- **Excerpt**:

_ _ _ _

# They Say...(pt 1)



## angel_grl41 (Jun 16, 2004)

They that our lives are directed by the choices we make. Well this is my life. It may not be interesting to any of you but I need to get it out. I am 21 years old and I have a little girl I'm not married and very soon I may be homeless. But, I am getting ahead of myself.
    I was born on Valentines day 21 years ago, in Richmond, VA.  Two years later my mom and dad then relocated to the bustling metropolis of Houston, TX. Sorry about the lack of details there but I was 2 I don't remember much. I grew up in a Christian home. To those of you who don't know what that means, it means that going to church and reading the Bible and all that good stuff is done because If you want to be friends with someone you go to there house right them letters and talk to them aka. go to church pray read the Bible. I loved Houston and I still do. If I had had a choice I never would have left. But unfortunately when my parents moved I had to go with them. For some reason they thought that leaving me there was a bad idea. So, at 10 years old I was moved to Oklahoma. My mom's parents lived there and she said she wanted to be near them. Honestly, I think it is because she actually missed the sh** hole town she grew up in. And later she admitted to that.

_ _ _ _

- **Record set**:
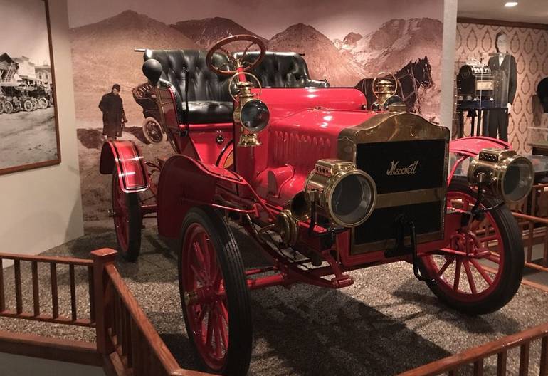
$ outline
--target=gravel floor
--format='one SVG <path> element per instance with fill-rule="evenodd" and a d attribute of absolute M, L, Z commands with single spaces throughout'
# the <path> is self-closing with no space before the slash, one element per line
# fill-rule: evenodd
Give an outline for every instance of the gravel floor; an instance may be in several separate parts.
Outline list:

_ _ _ _

- **What to do**: Please pick up the forum post about the writer's childhood move from Houston to Oklahoma and continue it from its last sentence.

- **Result of this exercise**:
    Now from the time I was in 4th grade to 7th grade my parents homeschooled me. And for the life of me I can't imagine why they did it that long. After fourth grade I just stopped doing the work and just took the tests because it was taking to long having to actually do the work. The only real contact I had with kids my own age was when I played softball. which was once a year for a couple of months maybe. So, because of this lack of socialization, I guess, you could say that may people skills were almost non-existant. And at the beginning of my 8th grade year when I was put into a private school, the extent of that damage became extremely evident.


----------



## eleutheromaniac (Jun 19, 2004)

Normally, I'm not really interested in autobiographies, but this was pretty interesting.  I wouldn't mind reading more.  I'm not sure if you're looking for a critique or if you just posted it for the hell of it, so I'll leave it at that.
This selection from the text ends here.